* **Problem**:
Take the lines from the one that contains "the gray bark" through the end of the data below and write them out again, changing "gray bark" to "brown bark" and keeping everything else the same.

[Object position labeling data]
———

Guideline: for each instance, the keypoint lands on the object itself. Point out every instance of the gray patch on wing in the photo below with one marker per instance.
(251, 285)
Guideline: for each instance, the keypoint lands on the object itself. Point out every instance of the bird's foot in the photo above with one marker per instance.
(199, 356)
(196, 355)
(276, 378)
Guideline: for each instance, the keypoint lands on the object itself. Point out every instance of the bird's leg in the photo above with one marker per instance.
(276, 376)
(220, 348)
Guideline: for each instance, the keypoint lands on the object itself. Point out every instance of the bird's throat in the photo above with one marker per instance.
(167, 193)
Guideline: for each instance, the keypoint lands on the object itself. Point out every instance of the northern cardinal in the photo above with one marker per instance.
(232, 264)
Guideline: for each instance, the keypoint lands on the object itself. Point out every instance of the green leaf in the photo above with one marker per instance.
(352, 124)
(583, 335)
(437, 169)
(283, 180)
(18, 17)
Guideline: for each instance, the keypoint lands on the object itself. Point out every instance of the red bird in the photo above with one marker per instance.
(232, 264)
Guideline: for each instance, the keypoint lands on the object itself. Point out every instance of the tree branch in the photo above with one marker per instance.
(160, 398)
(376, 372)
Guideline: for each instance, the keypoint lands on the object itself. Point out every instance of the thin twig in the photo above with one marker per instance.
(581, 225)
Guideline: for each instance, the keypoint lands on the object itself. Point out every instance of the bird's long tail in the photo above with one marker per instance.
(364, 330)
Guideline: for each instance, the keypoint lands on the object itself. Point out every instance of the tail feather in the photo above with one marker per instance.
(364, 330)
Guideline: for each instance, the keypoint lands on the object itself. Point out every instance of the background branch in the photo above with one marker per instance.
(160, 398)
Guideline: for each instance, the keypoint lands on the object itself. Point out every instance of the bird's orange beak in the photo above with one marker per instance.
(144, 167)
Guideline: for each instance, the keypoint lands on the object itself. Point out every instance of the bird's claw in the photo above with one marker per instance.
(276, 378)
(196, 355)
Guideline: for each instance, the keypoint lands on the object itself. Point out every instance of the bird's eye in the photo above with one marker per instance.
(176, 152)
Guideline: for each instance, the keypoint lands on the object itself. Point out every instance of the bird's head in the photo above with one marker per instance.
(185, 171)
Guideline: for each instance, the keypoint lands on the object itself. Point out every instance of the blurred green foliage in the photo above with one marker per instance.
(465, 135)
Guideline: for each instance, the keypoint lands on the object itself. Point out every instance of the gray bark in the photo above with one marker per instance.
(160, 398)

———

* **Expected answer**:
Guideline: for each instance, the keypoint lands on the object itself. Point out every instance of the brown bark in the photo above with one marker per instance.
(160, 398)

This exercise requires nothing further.